Passage shown
--

When \( X\sim\mbox{Binomial}(n, p) \) we know that

a. \( \hat p = X / n \) is the MLE for \( p \) b. \( E[\hat p] = p \) c. \( Var(\hat p) = p (1 - p) / n \) d. \[ \frac{\hat p - p}{\sqrt{\hat p (1- \hat p)/n}} \] follows a normal distribution for large \( n \)
The latter fact leads to the Wald interval for \( p \) \[ \hat p \pm Z_{1-\alpha/2} \sqrt{\hat p (1 - \hat p) / n} \]

Some discussion

The Wald interval performs terribly
Coverage probability varies wildly, sometimes being quite low for certain values of \( n \) even when \( p \) is not near the boundaries
- Example, when \( p=.5 \) and \( n=40 \) the actual coverage of a \( 95\% \) interval is only \( 92\% \)
When \( p \) is small or large, coverage can be quite poor even for extremely large values of \( n \)

--

Provided data

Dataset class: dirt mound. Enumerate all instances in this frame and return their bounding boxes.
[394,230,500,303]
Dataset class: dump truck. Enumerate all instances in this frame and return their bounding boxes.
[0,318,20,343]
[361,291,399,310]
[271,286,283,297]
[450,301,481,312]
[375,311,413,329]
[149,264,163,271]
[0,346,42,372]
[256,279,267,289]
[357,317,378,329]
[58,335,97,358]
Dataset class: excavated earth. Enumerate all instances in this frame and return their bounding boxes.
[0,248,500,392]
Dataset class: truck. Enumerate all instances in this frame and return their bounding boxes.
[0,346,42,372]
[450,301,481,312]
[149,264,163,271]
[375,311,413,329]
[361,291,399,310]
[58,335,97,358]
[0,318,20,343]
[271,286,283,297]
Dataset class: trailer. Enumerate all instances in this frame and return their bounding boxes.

--

Required work
1. Using only the passage on the Wald interval, say whether each statement agrees with it. Answer yes or no, and quote the words that decide it.
(a) With p = .5 and n = 40, a 95% Wald interval actually covers only 92% of the time.
(b) The Wald interval has low coverage only when p is near the boundaries.
(c) When p is small or large, a very large n is enough to make coverage good.
2. In the records, rename "Enumerate" to "List" from the line with "Dataset class: truck." through the end of the records, and give those lines again with nothing else changed.
The text and the records were taken from unrelated sources.

Outputs in order
1.
(a) Yes: "when \( p=.5 \) and \( n=40 \) the actual coverage of a \( 95\% \) interval is only \( 92\% \)"
(b) No: "sometimes being quite low for certain values of \( n \) even when \( p \) is not near the boundaries"
(c) No: "coverage can be quite poor even for extremely large values of \( n \)"

2.
Dataset class: truck. List all instances in this frame and return their bounding boxes.
[0,346,42,372]
[450,301,481,312]
[149,264,163,271]
[375,311,413,329]
[361,291,399,310]
[58,335,97,358]
[0,318,20,343]
[271,286,283,297]
Dataset class: trailer. List all instances in this frame and return their bounding boxes.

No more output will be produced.